TASK ITEM. Take the line that contains "Target: yellow stamen" as the first and the last line of the material as the final one; set down exactly the lines in that span.

DATA TO PROCESS.
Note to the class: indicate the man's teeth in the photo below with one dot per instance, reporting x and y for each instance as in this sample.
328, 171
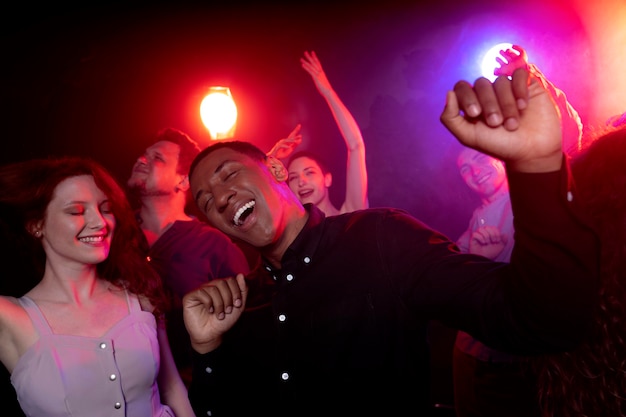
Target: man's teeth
91, 239
237, 219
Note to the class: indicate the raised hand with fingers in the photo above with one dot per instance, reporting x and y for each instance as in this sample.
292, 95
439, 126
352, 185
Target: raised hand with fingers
512, 59
312, 65
487, 241
514, 120
284, 147
212, 309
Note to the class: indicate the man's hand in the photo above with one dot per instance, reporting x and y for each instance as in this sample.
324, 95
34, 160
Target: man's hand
212, 309
487, 241
514, 120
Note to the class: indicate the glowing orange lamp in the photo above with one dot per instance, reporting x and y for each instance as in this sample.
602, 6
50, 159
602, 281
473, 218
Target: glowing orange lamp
219, 113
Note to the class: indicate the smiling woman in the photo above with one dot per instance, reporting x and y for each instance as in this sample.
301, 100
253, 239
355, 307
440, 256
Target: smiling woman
90, 281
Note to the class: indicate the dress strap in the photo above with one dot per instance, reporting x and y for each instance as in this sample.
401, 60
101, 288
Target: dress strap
35, 314
133, 302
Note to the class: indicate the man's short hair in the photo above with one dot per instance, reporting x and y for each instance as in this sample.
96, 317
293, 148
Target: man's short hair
240, 146
189, 148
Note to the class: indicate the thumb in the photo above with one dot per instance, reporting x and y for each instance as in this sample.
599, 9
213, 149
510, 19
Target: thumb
243, 286
451, 117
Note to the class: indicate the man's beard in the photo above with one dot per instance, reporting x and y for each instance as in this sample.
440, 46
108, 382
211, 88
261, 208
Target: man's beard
139, 190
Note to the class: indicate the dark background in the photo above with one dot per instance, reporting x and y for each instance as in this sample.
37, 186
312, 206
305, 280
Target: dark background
100, 79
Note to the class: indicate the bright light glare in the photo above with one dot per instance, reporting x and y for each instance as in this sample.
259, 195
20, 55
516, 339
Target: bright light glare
489, 63
218, 112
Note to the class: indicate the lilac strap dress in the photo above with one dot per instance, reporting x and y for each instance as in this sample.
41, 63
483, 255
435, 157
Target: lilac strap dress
112, 375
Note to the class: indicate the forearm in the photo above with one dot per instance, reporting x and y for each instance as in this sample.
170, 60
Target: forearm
346, 123
555, 260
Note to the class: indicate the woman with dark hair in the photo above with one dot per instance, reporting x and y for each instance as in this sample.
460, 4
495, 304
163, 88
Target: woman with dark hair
591, 380
85, 335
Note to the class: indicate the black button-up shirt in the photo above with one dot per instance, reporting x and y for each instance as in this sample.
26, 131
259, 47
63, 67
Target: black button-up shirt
341, 328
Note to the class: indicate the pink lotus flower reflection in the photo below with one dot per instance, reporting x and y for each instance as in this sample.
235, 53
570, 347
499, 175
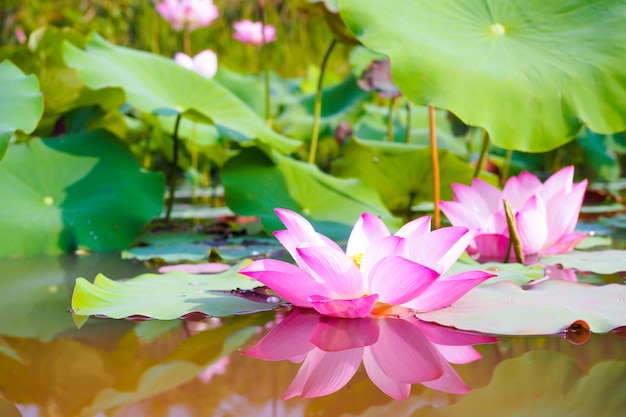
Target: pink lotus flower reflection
396, 352
377, 270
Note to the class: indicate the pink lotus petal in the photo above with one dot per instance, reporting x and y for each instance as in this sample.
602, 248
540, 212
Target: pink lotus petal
532, 229
447, 290
394, 389
567, 243
414, 228
334, 270
349, 309
492, 247
287, 280
367, 230
204, 268
414, 359
440, 248
397, 280
332, 334
559, 182
388, 246
289, 340
323, 373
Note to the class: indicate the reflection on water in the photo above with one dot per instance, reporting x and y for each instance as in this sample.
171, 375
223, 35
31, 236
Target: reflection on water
111, 368
396, 352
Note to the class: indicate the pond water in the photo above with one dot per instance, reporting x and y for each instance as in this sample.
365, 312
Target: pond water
118, 368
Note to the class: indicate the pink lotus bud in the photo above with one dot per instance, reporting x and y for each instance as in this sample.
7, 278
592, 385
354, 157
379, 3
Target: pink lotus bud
249, 32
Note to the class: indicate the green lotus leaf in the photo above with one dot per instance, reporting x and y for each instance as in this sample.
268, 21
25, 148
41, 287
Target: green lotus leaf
600, 262
255, 185
531, 73
21, 103
559, 387
154, 83
167, 296
78, 191
401, 174
548, 307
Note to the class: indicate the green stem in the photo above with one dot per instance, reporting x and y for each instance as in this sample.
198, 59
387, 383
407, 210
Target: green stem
513, 234
392, 104
173, 172
407, 132
483, 154
434, 153
317, 108
265, 66
506, 166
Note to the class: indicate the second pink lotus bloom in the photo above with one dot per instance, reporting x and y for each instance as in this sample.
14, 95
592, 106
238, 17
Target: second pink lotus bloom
250, 32
204, 63
545, 214
376, 271
188, 14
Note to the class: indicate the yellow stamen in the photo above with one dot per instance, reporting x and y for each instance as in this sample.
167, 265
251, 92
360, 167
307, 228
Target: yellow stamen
357, 259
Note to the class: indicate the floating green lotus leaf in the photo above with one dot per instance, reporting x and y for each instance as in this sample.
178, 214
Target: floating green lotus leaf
255, 185
155, 83
167, 296
548, 307
600, 262
78, 191
21, 103
530, 72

OUTPUT FOR THIS EXERCISE.
Target: yellow stamen
357, 259
Note to the class: indicate the floating green lotus leaf in the photo above with one dot per instance, reporting x and y for each instance as in this sample.
178, 214
Target: floating green lotus leaf
255, 185
155, 83
167, 296
548, 307
600, 262
78, 191
21, 103
530, 72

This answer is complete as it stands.